_Exercise goal_. Among the lines of this listing, count those that include "rugby" and state the count by itself.

_Records for this exercise_.
== == ==

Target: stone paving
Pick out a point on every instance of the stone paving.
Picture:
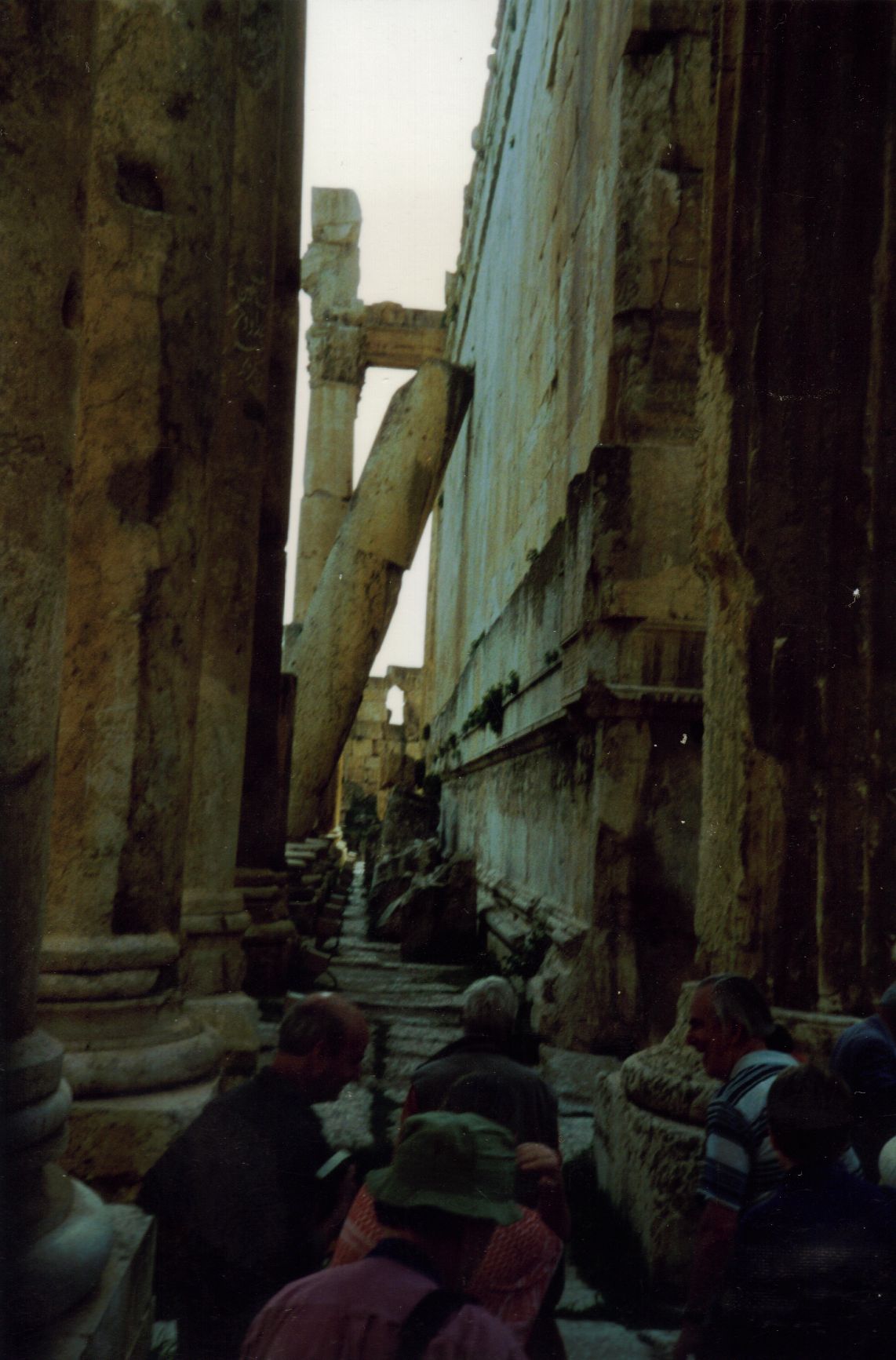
(412, 1009)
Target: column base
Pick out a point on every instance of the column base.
(116, 1319)
(213, 961)
(235, 1020)
(139, 1044)
(271, 937)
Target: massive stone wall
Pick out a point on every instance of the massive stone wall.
(563, 595)
(661, 676)
(796, 527)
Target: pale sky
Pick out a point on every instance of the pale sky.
(393, 91)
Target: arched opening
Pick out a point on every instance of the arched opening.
(395, 705)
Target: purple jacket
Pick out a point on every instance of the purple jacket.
(355, 1313)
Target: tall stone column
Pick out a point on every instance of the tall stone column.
(56, 1234)
(157, 213)
(797, 406)
(213, 920)
(358, 592)
(260, 855)
(330, 272)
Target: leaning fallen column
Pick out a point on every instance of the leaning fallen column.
(358, 590)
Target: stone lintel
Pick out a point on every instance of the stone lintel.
(402, 337)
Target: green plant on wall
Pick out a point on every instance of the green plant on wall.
(528, 955)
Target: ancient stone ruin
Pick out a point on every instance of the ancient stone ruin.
(654, 428)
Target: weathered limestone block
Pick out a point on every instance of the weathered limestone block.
(330, 432)
(116, 1318)
(438, 914)
(649, 1166)
(358, 589)
(330, 272)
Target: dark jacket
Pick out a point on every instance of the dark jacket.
(812, 1273)
(528, 1105)
(237, 1198)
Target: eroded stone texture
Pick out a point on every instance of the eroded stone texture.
(213, 918)
(157, 199)
(799, 456)
(565, 653)
(330, 272)
(56, 1234)
(356, 595)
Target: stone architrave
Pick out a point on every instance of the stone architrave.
(358, 590)
(157, 213)
(213, 917)
(57, 1232)
(797, 530)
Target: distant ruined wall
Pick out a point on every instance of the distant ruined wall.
(562, 565)
(378, 749)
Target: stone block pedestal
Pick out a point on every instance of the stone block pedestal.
(115, 1321)
(115, 1140)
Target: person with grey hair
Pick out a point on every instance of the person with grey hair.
(814, 1267)
(730, 1026)
(490, 1007)
(239, 1205)
(529, 1107)
(488, 1013)
(865, 1057)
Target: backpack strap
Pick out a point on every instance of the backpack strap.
(426, 1319)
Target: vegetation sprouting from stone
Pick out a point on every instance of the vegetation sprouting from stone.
(528, 955)
(490, 713)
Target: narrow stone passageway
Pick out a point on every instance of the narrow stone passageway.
(413, 1009)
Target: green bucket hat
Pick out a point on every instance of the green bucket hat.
(460, 1163)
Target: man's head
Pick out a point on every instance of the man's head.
(321, 1045)
(887, 1008)
(809, 1115)
(490, 1008)
(450, 1181)
(729, 1018)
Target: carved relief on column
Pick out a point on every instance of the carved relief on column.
(154, 297)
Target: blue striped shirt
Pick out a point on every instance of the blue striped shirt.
(741, 1167)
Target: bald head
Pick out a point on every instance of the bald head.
(321, 1044)
(320, 1018)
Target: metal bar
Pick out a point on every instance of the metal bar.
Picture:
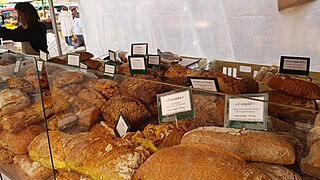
(54, 26)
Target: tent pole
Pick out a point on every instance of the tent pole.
(54, 25)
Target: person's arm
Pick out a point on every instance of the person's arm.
(20, 34)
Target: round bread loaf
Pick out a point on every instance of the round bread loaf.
(295, 87)
(133, 110)
(196, 161)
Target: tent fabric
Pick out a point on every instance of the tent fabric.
(246, 30)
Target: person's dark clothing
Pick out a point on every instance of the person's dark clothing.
(36, 35)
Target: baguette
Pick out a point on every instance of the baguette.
(196, 161)
(256, 146)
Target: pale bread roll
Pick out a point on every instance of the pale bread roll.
(259, 146)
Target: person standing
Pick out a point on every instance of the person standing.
(66, 24)
(31, 32)
(77, 29)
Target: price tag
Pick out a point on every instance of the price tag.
(109, 68)
(295, 65)
(17, 67)
(83, 67)
(175, 105)
(154, 61)
(39, 65)
(139, 49)
(209, 84)
(112, 55)
(122, 126)
(247, 113)
(73, 60)
(137, 65)
(43, 56)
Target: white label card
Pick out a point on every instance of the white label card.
(73, 60)
(295, 64)
(176, 103)
(246, 110)
(40, 65)
(17, 67)
(139, 49)
(109, 69)
(43, 56)
(122, 127)
(137, 63)
(154, 60)
(206, 84)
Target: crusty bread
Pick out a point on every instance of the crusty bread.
(256, 146)
(92, 96)
(18, 142)
(196, 161)
(133, 110)
(12, 100)
(313, 136)
(142, 88)
(294, 87)
(106, 87)
(277, 172)
(64, 77)
(6, 156)
(22, 84)
(101, 156)
(209, 109)
(33, 170)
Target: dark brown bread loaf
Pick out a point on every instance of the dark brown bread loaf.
(294, 87)
(196, 161)
(256, 146)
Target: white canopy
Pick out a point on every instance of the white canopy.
(247, 30)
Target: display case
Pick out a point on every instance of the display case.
(156, 126)
(22, 116)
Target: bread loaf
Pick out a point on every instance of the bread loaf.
(106, 87)
(12, 100)
(142, 87)
(101, 156)
(196, 161)
(311, 163)
(133, 110)
(33, 170)
(22, 84)
(256, 146)
(18, 142)
(294, 87)
(276, 172)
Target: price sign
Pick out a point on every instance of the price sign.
(112, 55)
(294, 65)
(209, 84)
(137, 65)
(17, 67)
(154, 61)
(175, 105)
(122, 126)
(73, 60)
(43, 56)
(247, 113)
(139, 49)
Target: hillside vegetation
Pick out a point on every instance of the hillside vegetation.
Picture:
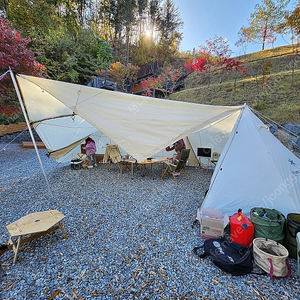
(267, 87)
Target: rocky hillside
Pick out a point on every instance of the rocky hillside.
(271, 86)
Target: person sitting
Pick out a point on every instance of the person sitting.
(90, 150)
(177, 146)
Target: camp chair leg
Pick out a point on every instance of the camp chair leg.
(63, 230)
(182, 171)
(164, 172)
(174, 178)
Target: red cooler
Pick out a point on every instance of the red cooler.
(242, 229)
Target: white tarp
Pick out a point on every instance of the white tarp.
(254, 169)
(142, 126)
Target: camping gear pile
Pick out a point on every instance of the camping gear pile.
(265, 234)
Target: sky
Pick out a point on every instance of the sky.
(203, 20)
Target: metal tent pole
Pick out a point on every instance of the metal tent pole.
(29, 128)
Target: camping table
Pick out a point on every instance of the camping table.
(35, 225)
(151, 161)
(126, 162)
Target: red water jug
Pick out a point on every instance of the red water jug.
(241, 229)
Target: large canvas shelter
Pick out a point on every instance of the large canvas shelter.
(254, 169)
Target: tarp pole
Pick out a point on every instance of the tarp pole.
(29, 128)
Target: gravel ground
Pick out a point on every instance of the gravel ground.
(127, 239)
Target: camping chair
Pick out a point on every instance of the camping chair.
(214, 159)
(171, 168)
(84, 159)
(115, 157)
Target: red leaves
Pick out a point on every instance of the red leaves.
(214, 58)
(14, 52)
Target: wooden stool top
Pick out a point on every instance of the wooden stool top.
(35, 222)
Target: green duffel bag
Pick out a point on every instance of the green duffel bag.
(292, 227)
(268, 223)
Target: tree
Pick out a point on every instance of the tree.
(14, 54)
(244, 39)
(214, 59)
(166, 82)
(291, 25)
(123, 74)
(264, 20)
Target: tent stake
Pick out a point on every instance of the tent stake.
(29, 128)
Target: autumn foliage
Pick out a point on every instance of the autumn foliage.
(214, 58)
(165, 82)
(14, 54)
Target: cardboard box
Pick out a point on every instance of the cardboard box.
(211, 222)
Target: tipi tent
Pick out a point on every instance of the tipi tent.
(254, 169)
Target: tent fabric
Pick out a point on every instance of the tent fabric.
(254, 170)
(142, 126)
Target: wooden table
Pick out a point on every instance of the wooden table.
(151, 161)
(35, 225)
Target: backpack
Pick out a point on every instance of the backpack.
(228, 256)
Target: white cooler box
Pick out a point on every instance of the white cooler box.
(298, 253)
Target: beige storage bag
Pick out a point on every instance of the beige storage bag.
(272, 257)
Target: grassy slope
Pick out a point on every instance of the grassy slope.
(273, 96)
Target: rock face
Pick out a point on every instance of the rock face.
(295, 129)
(289, 136)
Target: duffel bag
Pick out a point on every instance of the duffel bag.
(272, 257)
(230, 257)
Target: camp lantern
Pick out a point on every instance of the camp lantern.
(241, 229)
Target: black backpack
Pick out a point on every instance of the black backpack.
(228, 256)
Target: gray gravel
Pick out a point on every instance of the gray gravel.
(127, 239)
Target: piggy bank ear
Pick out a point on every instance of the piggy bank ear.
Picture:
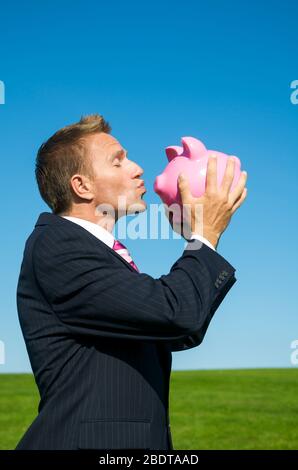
(193, 148)
(173, 151)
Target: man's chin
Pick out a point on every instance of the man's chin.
(137, 207)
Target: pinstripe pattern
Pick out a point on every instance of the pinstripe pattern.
(99, 336)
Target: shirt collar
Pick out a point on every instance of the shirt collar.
(96, 230)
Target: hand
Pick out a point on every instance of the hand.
(210, 214)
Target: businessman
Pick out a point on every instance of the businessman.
(99, 333)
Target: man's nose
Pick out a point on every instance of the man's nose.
(138, 171)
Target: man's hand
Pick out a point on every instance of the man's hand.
(210, 214)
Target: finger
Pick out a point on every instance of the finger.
(240, 200)
(211, 175)
(183, 185)
(228, 176)
(237, 191)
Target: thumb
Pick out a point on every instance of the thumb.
(183, 186)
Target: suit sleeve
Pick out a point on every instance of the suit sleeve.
(94, 294)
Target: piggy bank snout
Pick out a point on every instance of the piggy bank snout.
(159, 183)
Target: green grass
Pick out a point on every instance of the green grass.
(226, 409)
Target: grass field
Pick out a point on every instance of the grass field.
(227, 409)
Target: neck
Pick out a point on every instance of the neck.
(105, 221)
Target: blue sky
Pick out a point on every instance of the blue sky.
(219, 71)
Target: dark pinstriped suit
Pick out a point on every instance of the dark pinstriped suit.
(99, 336)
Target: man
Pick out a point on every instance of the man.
(99, 333)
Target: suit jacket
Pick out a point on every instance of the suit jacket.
(99, 336)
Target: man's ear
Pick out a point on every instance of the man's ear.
(82, 186)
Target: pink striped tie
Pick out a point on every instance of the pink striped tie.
(123, 251)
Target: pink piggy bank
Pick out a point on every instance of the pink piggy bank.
(191, 159)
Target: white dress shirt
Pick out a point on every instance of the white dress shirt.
(108, 238)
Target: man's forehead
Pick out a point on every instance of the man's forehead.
(105, 143)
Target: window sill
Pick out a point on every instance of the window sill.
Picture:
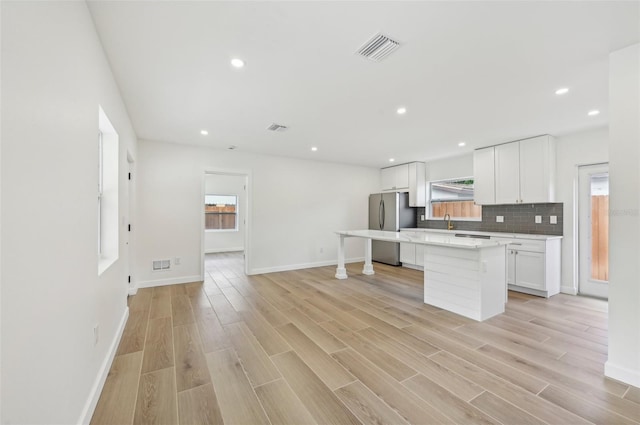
(477, 219)
(104, 263)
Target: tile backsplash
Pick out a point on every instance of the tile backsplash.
(517, 219)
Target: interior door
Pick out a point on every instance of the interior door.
(593, 223)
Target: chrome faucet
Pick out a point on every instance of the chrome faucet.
(447, 218)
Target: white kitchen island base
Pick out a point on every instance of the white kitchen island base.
(468, 282)
(462, 275)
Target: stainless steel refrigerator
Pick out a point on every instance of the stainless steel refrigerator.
(390, 212)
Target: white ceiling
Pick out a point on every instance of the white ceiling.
(480, 72)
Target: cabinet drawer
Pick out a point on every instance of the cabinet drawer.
(526, 245)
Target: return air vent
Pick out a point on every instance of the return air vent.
(277, 127)
(158, 265)
(378, 48)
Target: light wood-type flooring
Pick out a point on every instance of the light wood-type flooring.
(302, 347)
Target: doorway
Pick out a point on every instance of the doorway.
(593, 232)
(128, 244)
(225, 219)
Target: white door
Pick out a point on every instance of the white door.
(593, 223)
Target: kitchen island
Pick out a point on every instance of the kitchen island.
(466, 276)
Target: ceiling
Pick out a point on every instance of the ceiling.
(478, 72)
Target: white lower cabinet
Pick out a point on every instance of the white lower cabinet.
(526, 269)
(533, 267)
(408, 253)
(411, 255)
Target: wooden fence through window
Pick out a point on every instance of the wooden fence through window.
(460, 209)
(220, 217)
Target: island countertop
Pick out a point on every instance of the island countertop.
(424, 238)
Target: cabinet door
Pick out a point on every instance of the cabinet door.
(420, 255)
(530, 270)
(484, 189)
(402, 176)
(408, 253)
(388, 178)
(508, 173)
(511, 266)
(535, 170)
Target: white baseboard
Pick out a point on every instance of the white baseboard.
(301, 266)
(622, 374)
(169, 281)
(413, 266)
(217, 250)
(568, 290)
(96, 390)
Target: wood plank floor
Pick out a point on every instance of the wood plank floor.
(301, 347)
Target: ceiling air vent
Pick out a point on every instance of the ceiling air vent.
(378, 48)
(277, 127)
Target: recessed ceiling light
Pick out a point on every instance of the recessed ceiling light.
(237, 63)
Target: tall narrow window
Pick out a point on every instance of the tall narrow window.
(107, 193)
(100, 188)
(221, 212)
(454, 197)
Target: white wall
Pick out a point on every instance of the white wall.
(573, 150)
(226, 240)
(624, 222)
(295, 206)
(450, 168)
(54, 76)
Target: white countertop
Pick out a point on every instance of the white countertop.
(424, 238)
(475, 232)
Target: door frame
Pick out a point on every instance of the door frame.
(247, 216)
(586, 285)
(129, 243)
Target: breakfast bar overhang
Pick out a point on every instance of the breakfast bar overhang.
(466, 276)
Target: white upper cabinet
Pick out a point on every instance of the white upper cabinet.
(537, 170)
(508, 173)
(402, 176)
(395, 178)
(406, 178)
(523, 172)
(388, 178)
(484, 188)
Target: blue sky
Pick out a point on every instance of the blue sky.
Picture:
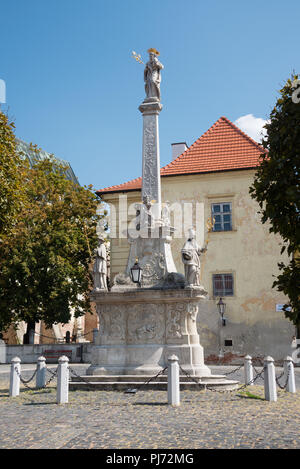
(73, 88)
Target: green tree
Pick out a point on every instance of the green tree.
(44, 266)
(11, 166)
(276, 188)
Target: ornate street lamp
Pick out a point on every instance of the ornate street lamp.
(222, 308)
(136, 273)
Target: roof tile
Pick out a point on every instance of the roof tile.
(222, 147)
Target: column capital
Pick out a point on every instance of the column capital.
(150, 107)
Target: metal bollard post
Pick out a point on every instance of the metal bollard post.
(40, 379)
(290, 373)
(248, 369)
(15, 371)
(173, 381)
(269, 380)
(62, 393)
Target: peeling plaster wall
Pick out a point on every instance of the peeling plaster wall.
(249, 252)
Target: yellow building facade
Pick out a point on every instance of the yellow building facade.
(244, 254)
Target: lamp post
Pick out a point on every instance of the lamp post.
(136, 273)
(222, 308)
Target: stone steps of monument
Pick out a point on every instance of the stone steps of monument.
(112, 385)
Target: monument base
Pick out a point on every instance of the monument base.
(140, 329)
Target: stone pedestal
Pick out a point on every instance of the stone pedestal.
(140, 329)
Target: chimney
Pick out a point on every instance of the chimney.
(178, 149)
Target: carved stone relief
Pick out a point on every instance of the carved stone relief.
(111, 321)
(145, 323)
(173, 320)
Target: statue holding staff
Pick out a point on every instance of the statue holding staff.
(152, 76)
(190, 255)
(100, 267)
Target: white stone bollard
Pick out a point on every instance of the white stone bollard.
(40, 379)
(248, 369)
(289, 371)
(270, 380)
(173, 381)
(62, 394)
(15, 371)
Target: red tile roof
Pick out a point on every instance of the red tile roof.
(224, 147)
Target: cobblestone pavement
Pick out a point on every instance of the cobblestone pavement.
(107, 419)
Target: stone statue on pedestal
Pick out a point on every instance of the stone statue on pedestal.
(190, 255)
(165, 213)
(152, 75)
(100, 267)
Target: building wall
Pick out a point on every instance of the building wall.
(249, 252)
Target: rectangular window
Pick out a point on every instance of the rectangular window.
(223, 284)
(222, 214)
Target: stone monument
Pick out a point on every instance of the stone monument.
(141, 325)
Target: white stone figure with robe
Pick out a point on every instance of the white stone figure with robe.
(100, 267)
(152, 76)
(165, 213)
(190, 255)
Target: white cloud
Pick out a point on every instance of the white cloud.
(252, 126)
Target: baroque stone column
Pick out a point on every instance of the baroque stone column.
(150, 109)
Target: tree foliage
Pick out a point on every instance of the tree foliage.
(44, 263)
(10, 176)
(276, 188)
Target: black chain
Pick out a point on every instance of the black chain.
(53, 375)
(233, 371)
(25, 381)
(223, 390)
(287, 378)
(78, 376)
(134, 391)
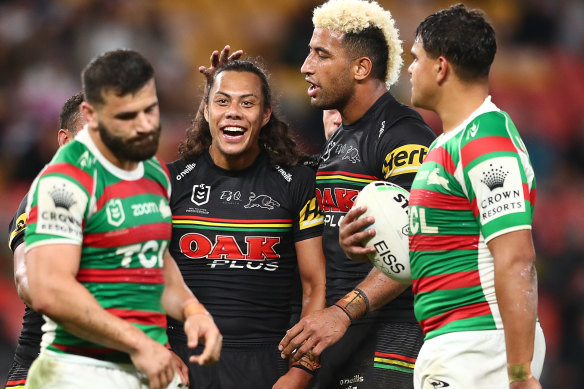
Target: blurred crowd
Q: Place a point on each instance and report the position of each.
(538, 78)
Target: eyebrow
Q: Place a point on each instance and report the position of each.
(241, 97)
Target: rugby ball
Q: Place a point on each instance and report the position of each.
(388, 204)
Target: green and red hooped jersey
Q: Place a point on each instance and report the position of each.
(476, 183)
(122, 220)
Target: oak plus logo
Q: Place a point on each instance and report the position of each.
(200, 194)
(498, 187)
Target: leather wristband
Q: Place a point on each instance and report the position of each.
(308, 363)
(518, 372)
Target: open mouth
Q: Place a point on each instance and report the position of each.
(233, 132)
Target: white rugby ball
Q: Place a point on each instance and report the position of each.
(388, 204)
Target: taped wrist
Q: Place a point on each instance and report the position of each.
(518, 372)
(355, 304)
(308, 363)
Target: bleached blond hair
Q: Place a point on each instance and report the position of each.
(354, 16)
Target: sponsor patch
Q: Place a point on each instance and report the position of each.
(403, 160)
(498, 188)
(61, 206)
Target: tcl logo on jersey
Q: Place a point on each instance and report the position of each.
(336, 199)
(197, 246)
(404, 159)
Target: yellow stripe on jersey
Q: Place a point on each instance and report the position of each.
(310, 215)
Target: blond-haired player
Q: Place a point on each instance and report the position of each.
(355, 56)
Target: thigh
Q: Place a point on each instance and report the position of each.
(371, 356)
(16, 376)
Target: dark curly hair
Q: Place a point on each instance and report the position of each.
(275, 137)
(463, 37)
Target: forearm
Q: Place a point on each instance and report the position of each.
(76, 310)
(372, 293)
(516, 289)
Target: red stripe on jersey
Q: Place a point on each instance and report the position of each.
(124, 189)
(395, 356)
(140, 317)
(442, 157)
(15, 382)
(238, 221)
(457, 280)
(85, 350)
(443, 242)
(163, 166)
(72, 171)
(428, 198)
(126, 236)
(482, 146)
(458, 313)
(135, 276)
(343, 173)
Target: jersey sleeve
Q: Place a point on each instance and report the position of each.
(308, 220)
(401, 149)
(17, 226)
(497, 176)
(57, 205)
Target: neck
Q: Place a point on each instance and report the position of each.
(366, 94)
(106, 152)
(233, 162)
(459, 102)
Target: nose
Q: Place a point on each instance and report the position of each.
(144, 122)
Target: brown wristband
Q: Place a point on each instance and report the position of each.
(355, 304)
(518, 372)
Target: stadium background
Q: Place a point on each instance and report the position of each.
(538, 77)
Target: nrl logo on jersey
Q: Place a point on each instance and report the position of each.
(200, 194)
(115, 212)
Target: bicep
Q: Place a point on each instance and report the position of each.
(311, 261)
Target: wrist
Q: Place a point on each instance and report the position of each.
(355, 304)
(518, 372)
(194, 308)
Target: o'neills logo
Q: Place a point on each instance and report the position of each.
(189, 168)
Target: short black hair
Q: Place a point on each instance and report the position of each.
(370, 43)
(70, 114)
(464, 37)
(124, 71)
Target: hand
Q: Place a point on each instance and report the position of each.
(180, 368)
(200, 327)
(293, 379)
(218, 60)
(530, 383)
(353, 230)
(315, 332)
(155, 361)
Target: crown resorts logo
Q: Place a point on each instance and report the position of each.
(494, 177)
(62, 197)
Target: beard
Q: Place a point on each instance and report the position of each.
(139, 148)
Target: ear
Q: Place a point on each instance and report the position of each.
(64, 136)
(267, 115)
(89, 114)
(361, 68)
(206, 112)
(441, 68)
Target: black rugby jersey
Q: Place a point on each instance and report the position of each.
(29, 341)
(233, 240)
(388, 143)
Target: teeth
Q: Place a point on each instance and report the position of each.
(233, 131)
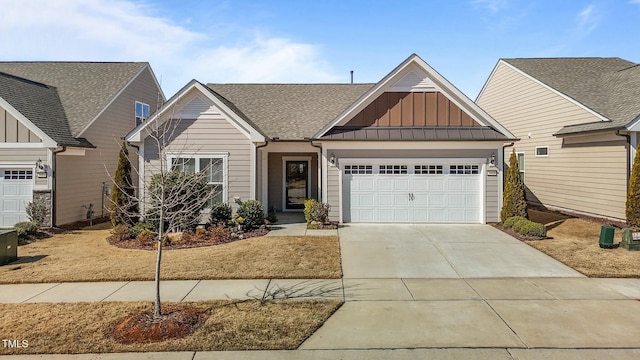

== == ==

_Your response_. 3